__Boundary labeling items__:
= = = =

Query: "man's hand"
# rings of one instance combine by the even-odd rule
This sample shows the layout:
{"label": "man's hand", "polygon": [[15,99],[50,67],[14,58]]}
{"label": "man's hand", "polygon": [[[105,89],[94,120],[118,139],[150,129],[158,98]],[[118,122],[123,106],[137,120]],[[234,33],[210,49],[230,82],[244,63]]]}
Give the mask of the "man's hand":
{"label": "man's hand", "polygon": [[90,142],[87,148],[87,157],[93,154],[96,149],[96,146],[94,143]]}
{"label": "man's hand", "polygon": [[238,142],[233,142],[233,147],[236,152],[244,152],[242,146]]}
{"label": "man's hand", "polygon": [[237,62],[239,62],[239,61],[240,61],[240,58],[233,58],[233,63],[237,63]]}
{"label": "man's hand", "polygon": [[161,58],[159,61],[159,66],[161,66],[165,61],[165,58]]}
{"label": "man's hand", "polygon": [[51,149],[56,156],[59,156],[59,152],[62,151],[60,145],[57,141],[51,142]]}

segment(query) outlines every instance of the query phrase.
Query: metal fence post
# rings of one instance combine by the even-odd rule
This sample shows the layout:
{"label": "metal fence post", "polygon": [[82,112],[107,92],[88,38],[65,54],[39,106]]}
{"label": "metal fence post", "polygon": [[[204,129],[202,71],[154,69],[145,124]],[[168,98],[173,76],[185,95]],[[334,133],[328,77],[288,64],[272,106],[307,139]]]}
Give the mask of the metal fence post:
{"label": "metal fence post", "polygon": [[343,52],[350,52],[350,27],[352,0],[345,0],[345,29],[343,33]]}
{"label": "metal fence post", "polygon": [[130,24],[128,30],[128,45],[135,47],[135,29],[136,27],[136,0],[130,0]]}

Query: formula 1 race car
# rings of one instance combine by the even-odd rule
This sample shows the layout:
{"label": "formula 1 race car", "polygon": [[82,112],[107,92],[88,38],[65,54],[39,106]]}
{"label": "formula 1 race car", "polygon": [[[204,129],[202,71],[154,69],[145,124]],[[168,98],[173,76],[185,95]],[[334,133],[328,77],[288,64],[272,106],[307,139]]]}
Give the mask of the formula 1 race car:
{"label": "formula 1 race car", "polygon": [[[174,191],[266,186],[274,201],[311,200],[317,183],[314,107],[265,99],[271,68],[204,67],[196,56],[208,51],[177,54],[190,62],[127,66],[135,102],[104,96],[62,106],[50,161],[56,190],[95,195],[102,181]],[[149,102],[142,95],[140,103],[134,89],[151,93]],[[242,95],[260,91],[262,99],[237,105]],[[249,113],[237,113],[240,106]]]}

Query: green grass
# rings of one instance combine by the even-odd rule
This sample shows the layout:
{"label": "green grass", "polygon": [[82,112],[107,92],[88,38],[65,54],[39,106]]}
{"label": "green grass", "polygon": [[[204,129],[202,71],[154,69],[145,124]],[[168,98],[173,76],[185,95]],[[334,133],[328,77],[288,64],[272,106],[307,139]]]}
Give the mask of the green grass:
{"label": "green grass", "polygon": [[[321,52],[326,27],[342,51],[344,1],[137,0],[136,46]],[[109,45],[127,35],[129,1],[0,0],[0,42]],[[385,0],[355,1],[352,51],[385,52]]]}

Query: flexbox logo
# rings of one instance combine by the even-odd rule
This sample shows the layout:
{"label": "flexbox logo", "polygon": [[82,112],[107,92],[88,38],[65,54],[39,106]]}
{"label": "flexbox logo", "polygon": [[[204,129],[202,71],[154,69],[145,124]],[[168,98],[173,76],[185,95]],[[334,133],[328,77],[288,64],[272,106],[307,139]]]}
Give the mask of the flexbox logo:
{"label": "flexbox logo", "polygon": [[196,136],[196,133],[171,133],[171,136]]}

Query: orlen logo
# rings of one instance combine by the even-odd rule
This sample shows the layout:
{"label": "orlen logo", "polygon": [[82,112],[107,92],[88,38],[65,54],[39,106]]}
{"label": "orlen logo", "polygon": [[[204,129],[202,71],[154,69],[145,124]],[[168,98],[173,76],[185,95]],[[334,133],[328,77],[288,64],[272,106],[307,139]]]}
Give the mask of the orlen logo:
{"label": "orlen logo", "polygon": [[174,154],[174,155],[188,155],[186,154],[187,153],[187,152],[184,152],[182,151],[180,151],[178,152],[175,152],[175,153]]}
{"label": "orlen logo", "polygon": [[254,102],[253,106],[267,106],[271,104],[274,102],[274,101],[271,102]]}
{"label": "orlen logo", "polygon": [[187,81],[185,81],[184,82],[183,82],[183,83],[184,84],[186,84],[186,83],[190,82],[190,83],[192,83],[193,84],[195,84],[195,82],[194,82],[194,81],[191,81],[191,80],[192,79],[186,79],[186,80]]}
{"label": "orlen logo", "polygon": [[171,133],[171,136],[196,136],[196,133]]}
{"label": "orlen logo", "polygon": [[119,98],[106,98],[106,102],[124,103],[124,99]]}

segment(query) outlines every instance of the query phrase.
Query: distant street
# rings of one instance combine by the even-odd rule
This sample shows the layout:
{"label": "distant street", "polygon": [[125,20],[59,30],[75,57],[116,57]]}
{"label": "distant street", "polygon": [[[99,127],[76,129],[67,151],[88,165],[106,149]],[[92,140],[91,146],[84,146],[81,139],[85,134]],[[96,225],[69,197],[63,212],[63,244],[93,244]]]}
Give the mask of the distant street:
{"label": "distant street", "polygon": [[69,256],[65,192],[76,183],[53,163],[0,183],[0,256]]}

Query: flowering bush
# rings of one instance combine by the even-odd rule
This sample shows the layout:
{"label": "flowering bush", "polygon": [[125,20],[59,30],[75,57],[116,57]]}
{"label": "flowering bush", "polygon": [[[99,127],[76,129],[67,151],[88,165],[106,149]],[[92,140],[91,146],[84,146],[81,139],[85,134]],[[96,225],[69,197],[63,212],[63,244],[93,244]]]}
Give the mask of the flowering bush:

= = = =

__DIRECTIONS FOR THIS TASK__: Rewrite all of the entries above, changing "This sample shows the layout" to "The format is as follows" wherever it occurs and leaving everything else as it is.

__RESULT BELOW__:
Query: "man's hand"
# rings of one instance combine by the even-odd rule
The format is as follows:
{"label": "man's hand", "polygon": [[15,99],[50,67],[14,58]]}
{"label": "man's hand", "polygon": [[[105,89],[94,120],[118,139],[150,129],[158,98]],[[118,122],[123,106],[137,120]],[[234,33],[210,49],[230,82],[244,63]]]}
Give the mask of the "man's hand":
{"label": "man's hand", "polygon": [[90,142],[87,148],[87,157],[93,154],[96,149],[96,146],[94,143]]}
{"label": "man's hand", "polygon": [[238,142],[233,142],[233,147],[236,152],[244,152],[242,146]]}
{"label": "man's hand", "polygon": [[237,62],[239,62],[239,61],[240,61],[240,58],[233,58],[233,63],[237,63]]}
{"label": "man's hand", "polygon": [[161,58],[159,61],[159,66],[161,66],[165,61],[165,58]]}
{"label": "man's hand", "polygon": [[51,149],[56,156],[59,156],[59,152],[62,151],[60,145],[57,141],[51,142]]}

segment(query) outlines every instance of the query phrase.
Query: metal fence post
# rings of one instance combine by the even-odd rule
The format is as follows:
{"label": "metal fence post", "polygon": [[82,112],[107,92],[88,38],[65,54],[39,106]]}
{"label": "metal fence post", "polygon": [[[204,129],[202,71],[154,69],[145,124]],[[168,98],[173,76],[185,95]],[[334,133],[328,77],[288,64],[272,106],[307,139]]]}
Give the mask of the metal fence post:
{"label": "metal fence post", "polygon": [[343,52],[350,52],[350,27],[352,0],[345,0],[345,29],[343,33]]}
{"label": "metal fence post", "polygon": [[130,24],[128,30],[128,45],[135,47],[135,29],[136,27],[136,0],[130,0]]}

Query: formula 1 race car
# rings of one instance combine by the even-odd rule
The format is as follows:
{"label": "formula 1 race car", "polygon": [[82,112],[107,92],[88,38],[65,54],[39,106]]}
{"label": "formula 1 race car", "polygon": [[[204,129],[202,71],[154,69],[145,124]],[[168,98],[173,76],[185,95]],[[334,133],[328,77],[288,64],[272,106],[307,139]]]}
Give the mask of the formula 1 race car:
{"label": "formula 1 race car", "polygon": [[[174,191],[266,186],[274,201],[311,200],[317,183],[314,107],[265,99],[271,68],[204,67],[196,56],[208,51],[177,54],[190,62],[127,66],[135,102],[104,96],[62,106],[50,161],[56,190],[95,195],[102,181]],[[149,102],[142,95],[140,103],[134,89],[151,93]],[[242,95],[260,91],[262,99],[237,105]],[[249,113],[237,113],[240,106]]]}

Query: green grass
# rings of one instance combine by the even-odd rule
The format is as follows:
{"label": "green grass", "polygon": [[82,112],[107,92],[88,38],[65,54],[39,106]]}
{"label": "green grass", "polygon": [[[204,129],[202,71],[154,69],[145,124]],[[168,98],[173,76],[185,95]],[[334,133],[328,77],[288,64],[272,106],[307,139]]]}
Give the mask of the green grass:
{"label": "green grass", "polygon": [[[321,52],[326,27],[342,51],[344,1],[137,0],[136,46]],[[109,45],[127,35],[129,1],[0,0],[0,42]],[[385,0],[355,1],[352,51],[385,52]]]}

Query: flexbox logo
# rings of one instance combine by the even-odd rule
The format is as follows:
{"label": "flexbox logo", "polygon": [[82,112],[107,92],[88,38],[65,54],[39,106]]}
{"label": "flexbox logo", "polygon": [[[204,129],[202,71],[154,69],[145,124]],[[168,98],[173,76],[185,95]],[[334,133],[328,77],[288,64],[272,106],[307,139]]]}
Give the mask of the flexbox logo:
{"label": "flexbox logo", "polygon": [[196,136],[196,133],[171,133],[171,136]]}

Query: orlen logo
# rings of one instance combine by the even-odd rule
The format is as follows:
{"label": "orlen logo", "polygon": [[82,112],[107,92],[88,38],[65,54],[39,106]]}
{"label": "orlen logo", "polygon": [[[204,129],[202,71],[154,69],[145,124]],[[168,98],[173,76],[185,95]],[[334,133],[328,77],[288,64],[272,106],[307,139]]]}
Give the mask of the orlen logo:
{"label": "orlen logo", "polygon": [[174,154],[174,155],[188,155],[186,154],[187,153],[187,152],[184,152],[182,151],[180,151],[178,152],[175,152],[175,153]]}
{"label": "orlen logo", "polygon": [[254,102],[253,106],[267,106],[271,104],[274,102],[274,101],[271,102]]}
{"label": "orlen logo", "polygon": [[187,81],[185,81],[184,82],[183,82],[183,83],[184,84],[186,84],[186,83],[190,82],[190,83],[192,83],[193,84],[195,84],[195,82],[194,82],[194,81],[191,81],[191,80],[192,79],[186,79],[186,80]]}
{"label": "orlen logo", "polygon": [[171,133],[171,136],[196,136],[196,133]]}
{"label": "orlen logo", "polygon": [[119,98],[106,98],[106,102],[124,103],[124,99]]}

segment(query) outlines every instance of the query phrase.
Query: distant street
# rings of one instance combine by the even-odd rule
The format is as follows:
{"label": "distant street", "polygon": [[125,20],[59,30],[75,57],[116,57]]}
{"label": "distant street", "polygon": [[[99,127],[76,129],[67,151],[88,165],[106,149]],[[92,140],[91,146],[84,146],[81,139],[85,134]],[[96,225],[69,197],[63,212],[63,244],[93,244]]]}
Give the mask of the distant street:
{"label": "distant street", "polygon": [[69,256],[65,192],[76,183],[53,163],[0,183],[0,256]]}

Query: flowering bush
# rings of one instance combine by the even-odd rule
The format is as follows:
{"label": "flowering bush", "polygon": [[125,20],[59,30],[75,57],[116,57]]}
{"label": "flowering bush", "polygon": [[[99,127],[76,129],[67,151],[88,165],[106,149]],[[92,140],[91,146],[84,146],[81,139],[85,134]],[[96,225],[69,197],[63,212],[63,244],[93,244]]]}
Give the mask of the flowering bush:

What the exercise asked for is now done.